In the material below, the required lines run from the one containing "Definition for annotators: for every instance of the rooftop" through the one containing "Definition for annotators: for every instance of the dense". Copy those lines exactly, ends included, and nothing else.
Start of INFORMATION PROVIDED
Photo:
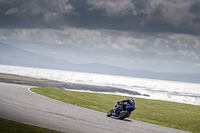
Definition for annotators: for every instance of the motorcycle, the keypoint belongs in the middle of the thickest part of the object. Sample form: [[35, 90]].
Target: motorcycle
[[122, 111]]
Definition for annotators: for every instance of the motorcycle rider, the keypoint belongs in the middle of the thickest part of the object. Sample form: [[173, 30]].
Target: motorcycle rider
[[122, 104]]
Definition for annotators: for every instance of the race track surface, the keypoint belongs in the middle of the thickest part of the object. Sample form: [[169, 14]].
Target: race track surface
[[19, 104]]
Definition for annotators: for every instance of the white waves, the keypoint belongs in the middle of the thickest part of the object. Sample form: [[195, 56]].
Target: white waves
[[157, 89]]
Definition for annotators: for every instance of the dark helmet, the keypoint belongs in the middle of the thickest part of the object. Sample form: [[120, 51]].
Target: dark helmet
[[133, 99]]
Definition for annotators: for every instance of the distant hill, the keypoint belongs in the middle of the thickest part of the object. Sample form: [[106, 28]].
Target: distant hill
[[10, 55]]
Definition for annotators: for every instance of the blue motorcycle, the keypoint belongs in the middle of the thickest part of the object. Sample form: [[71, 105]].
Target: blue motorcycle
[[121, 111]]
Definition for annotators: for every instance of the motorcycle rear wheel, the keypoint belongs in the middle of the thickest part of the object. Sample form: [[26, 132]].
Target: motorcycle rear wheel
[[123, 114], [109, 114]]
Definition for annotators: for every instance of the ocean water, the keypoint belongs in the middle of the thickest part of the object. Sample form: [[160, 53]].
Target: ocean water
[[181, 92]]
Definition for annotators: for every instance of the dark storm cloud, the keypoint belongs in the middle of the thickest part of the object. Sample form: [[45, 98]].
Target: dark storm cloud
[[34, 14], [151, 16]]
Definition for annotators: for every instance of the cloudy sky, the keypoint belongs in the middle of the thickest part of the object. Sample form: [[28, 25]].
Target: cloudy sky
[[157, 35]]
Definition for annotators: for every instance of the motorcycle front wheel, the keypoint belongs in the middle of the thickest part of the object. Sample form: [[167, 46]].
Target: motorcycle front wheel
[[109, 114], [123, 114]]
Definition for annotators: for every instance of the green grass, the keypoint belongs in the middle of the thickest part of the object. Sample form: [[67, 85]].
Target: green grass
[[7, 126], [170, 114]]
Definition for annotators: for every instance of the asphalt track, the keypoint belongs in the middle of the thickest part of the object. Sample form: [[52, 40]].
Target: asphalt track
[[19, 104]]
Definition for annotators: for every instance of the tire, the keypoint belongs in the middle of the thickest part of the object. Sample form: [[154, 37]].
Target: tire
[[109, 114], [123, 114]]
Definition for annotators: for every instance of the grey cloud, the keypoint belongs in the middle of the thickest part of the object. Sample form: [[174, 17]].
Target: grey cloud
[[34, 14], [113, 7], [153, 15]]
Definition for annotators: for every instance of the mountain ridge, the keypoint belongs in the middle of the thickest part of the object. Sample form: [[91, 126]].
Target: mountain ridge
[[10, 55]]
End of INFORMATION PROVIDED
Start of INFORMATION PROVIDED
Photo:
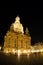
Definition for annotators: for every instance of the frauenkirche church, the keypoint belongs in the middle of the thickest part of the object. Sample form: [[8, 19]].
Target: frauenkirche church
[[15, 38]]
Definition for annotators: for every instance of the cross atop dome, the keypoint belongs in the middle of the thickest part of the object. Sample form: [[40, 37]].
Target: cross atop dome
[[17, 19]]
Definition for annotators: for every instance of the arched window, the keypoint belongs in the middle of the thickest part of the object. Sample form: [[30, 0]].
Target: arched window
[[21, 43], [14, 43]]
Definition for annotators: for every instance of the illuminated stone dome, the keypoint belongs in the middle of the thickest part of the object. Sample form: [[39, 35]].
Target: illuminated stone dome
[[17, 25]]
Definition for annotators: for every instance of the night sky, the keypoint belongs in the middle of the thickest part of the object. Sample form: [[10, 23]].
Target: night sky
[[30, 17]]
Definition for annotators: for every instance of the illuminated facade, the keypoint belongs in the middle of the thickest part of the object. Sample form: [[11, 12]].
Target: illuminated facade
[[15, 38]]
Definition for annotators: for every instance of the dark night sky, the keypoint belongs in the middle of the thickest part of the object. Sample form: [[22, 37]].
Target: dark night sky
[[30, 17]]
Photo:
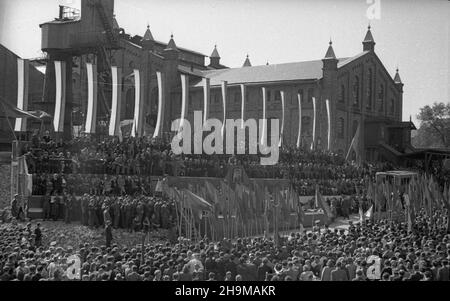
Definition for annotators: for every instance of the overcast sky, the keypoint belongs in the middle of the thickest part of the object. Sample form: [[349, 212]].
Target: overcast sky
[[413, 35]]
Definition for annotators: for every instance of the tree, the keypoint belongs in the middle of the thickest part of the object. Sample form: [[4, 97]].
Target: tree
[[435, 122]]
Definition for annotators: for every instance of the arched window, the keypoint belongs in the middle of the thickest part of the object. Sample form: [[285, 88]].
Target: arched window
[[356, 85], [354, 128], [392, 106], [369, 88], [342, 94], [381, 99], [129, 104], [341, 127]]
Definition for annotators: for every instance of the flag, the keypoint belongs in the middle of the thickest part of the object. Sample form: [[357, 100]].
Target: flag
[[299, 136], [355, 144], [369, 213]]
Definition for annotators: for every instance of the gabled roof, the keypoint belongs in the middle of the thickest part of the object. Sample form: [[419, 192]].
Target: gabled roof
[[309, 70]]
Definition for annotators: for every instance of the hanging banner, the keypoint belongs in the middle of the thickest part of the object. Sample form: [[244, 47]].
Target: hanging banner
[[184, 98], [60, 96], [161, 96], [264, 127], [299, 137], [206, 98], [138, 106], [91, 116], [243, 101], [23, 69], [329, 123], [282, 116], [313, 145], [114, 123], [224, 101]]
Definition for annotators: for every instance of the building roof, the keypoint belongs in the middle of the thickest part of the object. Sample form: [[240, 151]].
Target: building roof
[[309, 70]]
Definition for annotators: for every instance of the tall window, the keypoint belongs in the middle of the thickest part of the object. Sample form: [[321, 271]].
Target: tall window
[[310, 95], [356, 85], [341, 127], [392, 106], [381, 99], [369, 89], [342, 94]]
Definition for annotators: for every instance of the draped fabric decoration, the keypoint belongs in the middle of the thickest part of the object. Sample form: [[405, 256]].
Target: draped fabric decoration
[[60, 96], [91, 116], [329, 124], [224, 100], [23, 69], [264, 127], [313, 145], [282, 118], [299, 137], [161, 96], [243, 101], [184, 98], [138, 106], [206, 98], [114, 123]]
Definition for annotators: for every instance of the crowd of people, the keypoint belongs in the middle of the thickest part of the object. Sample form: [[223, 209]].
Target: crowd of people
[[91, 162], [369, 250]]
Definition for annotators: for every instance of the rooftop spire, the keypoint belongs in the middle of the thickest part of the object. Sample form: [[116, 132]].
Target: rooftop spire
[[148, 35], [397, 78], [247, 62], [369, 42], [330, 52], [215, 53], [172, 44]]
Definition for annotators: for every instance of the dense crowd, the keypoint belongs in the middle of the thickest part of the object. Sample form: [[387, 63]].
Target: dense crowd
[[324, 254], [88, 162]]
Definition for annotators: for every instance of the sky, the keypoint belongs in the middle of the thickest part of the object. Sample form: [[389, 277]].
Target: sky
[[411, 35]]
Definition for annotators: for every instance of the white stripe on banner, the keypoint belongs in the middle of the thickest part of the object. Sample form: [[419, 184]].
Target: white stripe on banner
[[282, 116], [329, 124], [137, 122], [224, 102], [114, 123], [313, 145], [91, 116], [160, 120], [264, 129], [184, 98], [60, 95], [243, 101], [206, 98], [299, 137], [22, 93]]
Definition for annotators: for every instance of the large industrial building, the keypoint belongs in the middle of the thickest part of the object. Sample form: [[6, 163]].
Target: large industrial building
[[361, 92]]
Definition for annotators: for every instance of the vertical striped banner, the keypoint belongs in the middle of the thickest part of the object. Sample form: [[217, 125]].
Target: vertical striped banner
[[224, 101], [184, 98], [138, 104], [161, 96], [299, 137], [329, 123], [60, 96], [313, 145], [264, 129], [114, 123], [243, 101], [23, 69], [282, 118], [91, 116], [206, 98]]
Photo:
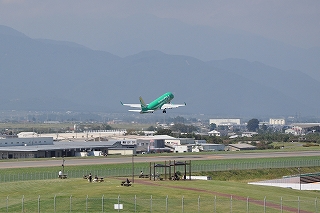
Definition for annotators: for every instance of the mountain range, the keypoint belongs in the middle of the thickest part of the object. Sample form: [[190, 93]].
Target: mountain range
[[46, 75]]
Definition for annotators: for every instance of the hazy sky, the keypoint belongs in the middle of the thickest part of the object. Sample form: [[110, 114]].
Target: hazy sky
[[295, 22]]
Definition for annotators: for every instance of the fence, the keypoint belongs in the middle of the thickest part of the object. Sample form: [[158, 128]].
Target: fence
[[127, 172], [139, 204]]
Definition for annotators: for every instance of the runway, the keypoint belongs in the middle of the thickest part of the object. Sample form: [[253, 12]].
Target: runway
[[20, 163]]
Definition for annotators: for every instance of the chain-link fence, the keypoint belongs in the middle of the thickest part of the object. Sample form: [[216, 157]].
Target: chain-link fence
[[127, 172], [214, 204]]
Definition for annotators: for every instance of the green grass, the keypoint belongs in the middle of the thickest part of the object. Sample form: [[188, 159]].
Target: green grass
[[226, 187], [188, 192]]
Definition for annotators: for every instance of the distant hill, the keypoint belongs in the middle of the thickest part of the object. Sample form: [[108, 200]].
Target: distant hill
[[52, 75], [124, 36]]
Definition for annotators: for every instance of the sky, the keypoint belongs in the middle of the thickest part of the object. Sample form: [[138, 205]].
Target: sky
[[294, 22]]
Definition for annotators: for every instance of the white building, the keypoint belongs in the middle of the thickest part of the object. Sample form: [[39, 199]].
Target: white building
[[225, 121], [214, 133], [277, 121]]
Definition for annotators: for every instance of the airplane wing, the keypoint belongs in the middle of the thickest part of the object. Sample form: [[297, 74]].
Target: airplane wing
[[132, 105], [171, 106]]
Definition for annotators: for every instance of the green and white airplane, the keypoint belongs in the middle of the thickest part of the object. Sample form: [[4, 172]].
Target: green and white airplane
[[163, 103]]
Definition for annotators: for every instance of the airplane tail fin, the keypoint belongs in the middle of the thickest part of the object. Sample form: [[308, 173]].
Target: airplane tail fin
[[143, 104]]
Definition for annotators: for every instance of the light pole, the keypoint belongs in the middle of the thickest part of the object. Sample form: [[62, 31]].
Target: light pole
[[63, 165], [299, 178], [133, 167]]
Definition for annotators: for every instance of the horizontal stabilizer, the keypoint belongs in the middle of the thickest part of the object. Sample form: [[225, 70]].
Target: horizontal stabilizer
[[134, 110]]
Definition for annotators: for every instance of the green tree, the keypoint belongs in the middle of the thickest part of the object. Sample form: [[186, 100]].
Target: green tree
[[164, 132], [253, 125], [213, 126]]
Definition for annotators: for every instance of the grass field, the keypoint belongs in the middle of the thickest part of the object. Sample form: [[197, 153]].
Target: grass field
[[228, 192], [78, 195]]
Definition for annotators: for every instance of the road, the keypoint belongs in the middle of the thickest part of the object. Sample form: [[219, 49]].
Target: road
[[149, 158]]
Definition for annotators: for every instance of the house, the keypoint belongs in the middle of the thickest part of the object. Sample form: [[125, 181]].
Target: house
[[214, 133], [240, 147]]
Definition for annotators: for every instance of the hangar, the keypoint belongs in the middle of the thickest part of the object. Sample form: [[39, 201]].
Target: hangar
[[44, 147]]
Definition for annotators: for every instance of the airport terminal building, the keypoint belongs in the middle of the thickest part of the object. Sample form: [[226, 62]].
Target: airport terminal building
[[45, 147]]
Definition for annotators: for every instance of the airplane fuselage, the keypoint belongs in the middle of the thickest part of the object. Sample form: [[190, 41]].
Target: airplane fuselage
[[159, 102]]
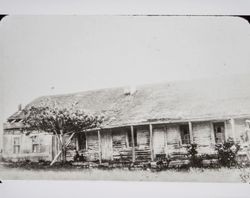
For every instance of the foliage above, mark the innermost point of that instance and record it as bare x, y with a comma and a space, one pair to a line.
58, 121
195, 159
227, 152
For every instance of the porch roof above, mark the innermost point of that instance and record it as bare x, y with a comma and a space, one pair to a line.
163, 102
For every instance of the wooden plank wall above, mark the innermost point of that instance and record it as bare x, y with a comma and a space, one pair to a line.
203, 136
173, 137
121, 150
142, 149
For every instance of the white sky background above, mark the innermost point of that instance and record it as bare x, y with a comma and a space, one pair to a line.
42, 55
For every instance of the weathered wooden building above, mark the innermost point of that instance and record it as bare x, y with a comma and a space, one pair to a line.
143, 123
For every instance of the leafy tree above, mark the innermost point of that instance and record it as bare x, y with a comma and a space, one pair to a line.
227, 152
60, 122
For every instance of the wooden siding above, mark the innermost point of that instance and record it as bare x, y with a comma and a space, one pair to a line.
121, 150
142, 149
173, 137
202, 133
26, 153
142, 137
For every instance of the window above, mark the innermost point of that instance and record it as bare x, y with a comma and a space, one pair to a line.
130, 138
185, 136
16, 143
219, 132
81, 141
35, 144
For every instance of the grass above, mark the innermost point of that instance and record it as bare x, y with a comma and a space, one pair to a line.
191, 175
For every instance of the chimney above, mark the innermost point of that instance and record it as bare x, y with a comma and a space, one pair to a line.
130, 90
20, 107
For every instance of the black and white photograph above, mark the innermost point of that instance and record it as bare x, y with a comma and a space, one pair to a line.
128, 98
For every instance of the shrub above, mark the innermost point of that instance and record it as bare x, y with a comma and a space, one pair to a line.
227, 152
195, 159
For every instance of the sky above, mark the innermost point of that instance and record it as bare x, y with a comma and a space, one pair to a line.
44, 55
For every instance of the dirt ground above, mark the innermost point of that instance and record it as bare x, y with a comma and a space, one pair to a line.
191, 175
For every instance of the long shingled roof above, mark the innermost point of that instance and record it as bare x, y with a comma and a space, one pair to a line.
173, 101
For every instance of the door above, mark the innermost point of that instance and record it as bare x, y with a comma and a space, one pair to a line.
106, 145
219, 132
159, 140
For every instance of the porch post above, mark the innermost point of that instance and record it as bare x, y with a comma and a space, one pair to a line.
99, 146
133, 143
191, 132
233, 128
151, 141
End of INFORMATION PROVIDED
Start of INFORMATION PROVIDED
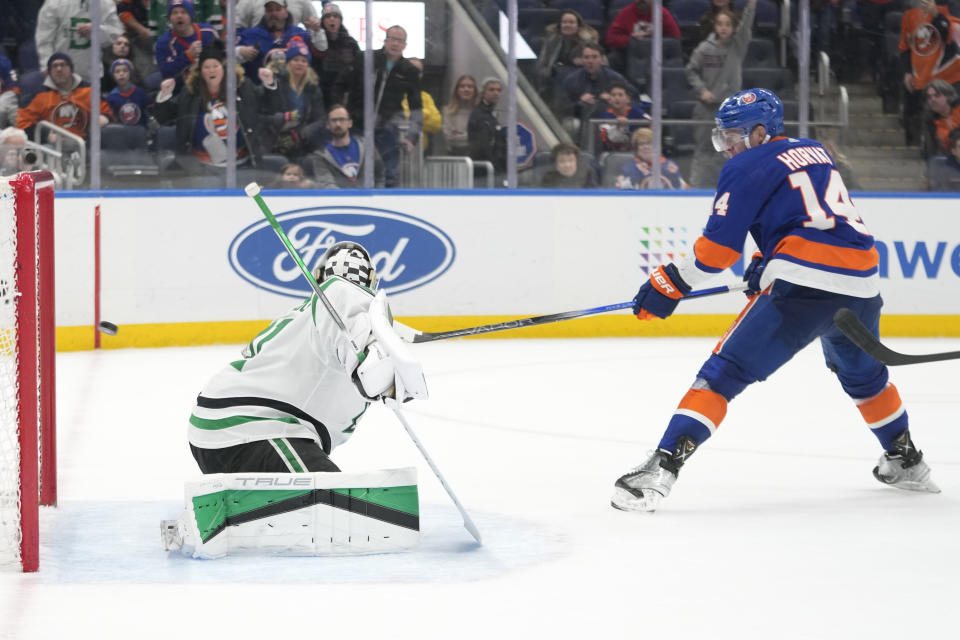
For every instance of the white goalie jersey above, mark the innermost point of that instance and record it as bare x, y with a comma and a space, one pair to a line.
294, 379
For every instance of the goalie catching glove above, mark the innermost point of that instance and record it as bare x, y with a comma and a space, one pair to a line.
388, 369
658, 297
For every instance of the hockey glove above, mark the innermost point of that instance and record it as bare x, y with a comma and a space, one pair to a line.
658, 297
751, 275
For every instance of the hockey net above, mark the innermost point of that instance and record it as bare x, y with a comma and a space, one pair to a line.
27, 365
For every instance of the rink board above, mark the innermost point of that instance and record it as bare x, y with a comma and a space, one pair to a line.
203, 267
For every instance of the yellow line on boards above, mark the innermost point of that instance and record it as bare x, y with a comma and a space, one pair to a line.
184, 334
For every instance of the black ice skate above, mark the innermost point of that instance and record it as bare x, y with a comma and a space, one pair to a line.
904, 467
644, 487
End of INFORMATION PROVIDED
* TASK RESULT:
Definition for annotators: for every instance of the rooftop spire, the keypoint belongs in the middle of the thickest part of the object. Sample form: [[116, 132]].
Target: rooftop spire
[[148, 35], [397, 78], [247, 62], [369, 42], [330, 52], [215, 53], [172, 44]]
Definition for annotators: for every instance of the dense crowd, the keypoint belongs in the middle of the thickest part of the object. Sample form: [[387, 63]].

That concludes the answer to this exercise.